- Directive 1
In the forum thread below about the 19-20 meter match hit, whose suggested pouch grip does Charles think the shooter was using?

#### Supplied text ####

# 19-20 meter Match Hit, My proudest shot to date!



## Saderath (Jan 1, 2013)

Bare with me it took a few shots to accomplice,

with the sun in my eyes and the Green grosser disturbing the peace
Last shot is the winner!

Thank you for watching!


----------



## Clever Moniker (May 12, 2013)

Nice shot man!


----------



## GrayWolf (May 14, 2012)

Great shot!! I love the sound of the shot hitting the backstop...they hit with authority. I hope to see you get a match light from that distance soon.

Keep after it.

Todd


----------



## mr. green (Nov 3, 2012)

Bionic telescopic eyes. Holy cow. Thanks for sharing, Saderath.


----------



## Saderath (Jan 1, 2013)

Thanks guys for your comments!!



GrayWolf said:


> Great shot!! I love the sound of the shot hitting the backstop...they hit with authority. I hope to see you get a match light from that distance soon.
> 
> Keep after it.
> 
> Todd


That would be really hard! But I am always up for a challenge!!



mr. green said:


> Bionic telescopic eyes. Holy cow. Thanks for sharing, Saderath.


I am also amazed that I could see it !!!


----------



## Imperial (Feb 9, 2011)

thats a great shot ! keep at it !


----------



## bigron (Nov 29, 2012)

way to go fantastic shot


----------



## tradspirit (Jul 23, 2012)

Unbelievable!! Nice going!!


----------



## Charles (Aug 26, 2010)

Very nice shooting at that distance. Looks like you were using Bill Hays suggested pouch grip.

Cheers .... Charles


----------



## Quercusuber (Nov 10, 2011)

AWESOME!!!

Cheers ...Q


----------

#### Excerpted data ####

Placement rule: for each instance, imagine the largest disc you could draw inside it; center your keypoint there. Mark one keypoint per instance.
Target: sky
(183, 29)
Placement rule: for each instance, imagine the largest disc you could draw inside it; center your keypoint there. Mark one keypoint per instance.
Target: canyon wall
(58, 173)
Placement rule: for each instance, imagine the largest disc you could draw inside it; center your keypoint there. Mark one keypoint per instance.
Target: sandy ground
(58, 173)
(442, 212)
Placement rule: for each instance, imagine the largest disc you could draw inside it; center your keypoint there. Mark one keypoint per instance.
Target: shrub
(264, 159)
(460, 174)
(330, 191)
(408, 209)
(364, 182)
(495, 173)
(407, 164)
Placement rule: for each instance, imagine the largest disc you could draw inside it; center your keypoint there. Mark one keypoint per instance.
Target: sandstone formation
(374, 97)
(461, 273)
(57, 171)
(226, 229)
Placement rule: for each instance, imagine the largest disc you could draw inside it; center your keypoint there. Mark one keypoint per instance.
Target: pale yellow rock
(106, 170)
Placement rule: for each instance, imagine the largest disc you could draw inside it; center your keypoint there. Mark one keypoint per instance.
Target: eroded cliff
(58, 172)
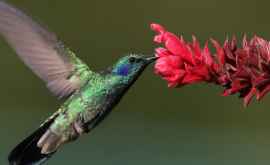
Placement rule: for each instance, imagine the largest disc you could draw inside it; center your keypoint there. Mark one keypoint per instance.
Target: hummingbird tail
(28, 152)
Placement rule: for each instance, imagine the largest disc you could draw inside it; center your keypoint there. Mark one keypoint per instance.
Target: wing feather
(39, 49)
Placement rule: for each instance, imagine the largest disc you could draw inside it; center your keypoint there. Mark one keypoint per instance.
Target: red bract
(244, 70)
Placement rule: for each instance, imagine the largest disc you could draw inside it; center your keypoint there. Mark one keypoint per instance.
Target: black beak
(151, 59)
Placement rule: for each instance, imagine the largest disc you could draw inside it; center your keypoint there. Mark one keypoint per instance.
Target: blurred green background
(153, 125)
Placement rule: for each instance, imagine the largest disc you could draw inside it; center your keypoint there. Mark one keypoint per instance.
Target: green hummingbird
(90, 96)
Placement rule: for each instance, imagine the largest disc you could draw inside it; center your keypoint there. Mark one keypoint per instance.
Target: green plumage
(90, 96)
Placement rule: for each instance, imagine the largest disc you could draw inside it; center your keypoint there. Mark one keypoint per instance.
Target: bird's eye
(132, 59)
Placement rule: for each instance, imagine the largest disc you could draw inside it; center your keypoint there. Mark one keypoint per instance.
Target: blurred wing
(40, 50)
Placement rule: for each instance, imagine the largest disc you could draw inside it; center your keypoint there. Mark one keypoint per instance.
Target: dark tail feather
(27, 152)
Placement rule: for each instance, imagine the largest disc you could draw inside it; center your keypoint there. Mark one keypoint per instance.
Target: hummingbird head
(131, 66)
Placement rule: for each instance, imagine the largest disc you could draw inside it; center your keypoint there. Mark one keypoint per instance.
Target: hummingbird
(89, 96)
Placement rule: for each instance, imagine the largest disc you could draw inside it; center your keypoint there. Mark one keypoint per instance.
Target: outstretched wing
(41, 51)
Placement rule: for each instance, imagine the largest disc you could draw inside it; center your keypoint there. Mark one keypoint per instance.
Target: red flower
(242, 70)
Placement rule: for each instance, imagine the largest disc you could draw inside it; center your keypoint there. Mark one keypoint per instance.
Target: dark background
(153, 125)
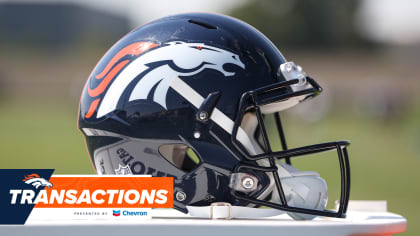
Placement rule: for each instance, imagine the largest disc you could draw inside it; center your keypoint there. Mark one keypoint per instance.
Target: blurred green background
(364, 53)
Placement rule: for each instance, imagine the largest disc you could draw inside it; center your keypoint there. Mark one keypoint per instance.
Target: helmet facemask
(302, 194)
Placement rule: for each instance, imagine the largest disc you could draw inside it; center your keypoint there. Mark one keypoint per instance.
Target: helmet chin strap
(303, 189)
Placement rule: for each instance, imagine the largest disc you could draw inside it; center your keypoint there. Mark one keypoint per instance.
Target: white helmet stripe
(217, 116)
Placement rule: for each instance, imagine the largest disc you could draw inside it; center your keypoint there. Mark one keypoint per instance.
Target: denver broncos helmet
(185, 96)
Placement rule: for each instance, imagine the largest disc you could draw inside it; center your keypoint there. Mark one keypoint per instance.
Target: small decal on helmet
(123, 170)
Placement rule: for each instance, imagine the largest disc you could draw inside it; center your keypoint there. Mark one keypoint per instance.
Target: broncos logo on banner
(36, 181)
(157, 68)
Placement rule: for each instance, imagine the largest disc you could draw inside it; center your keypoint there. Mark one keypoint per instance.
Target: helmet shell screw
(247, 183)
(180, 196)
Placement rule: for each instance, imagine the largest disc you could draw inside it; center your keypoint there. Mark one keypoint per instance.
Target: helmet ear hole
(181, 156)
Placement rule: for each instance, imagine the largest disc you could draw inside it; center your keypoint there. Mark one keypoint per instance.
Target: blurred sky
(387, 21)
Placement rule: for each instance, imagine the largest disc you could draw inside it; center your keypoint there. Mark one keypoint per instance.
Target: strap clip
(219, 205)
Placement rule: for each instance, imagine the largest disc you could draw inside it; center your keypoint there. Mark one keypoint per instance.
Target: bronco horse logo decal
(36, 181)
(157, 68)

####
#### Excerpted data ####

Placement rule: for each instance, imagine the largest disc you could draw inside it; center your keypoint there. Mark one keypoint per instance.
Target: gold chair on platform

####

- Directive 2
Count the lines in the records above that contain the string "blurred", with case counting. Reply with the number only.

- Exercise solution 1
Bill Hays's suggested pouch grip.

- Exercise solution 2
4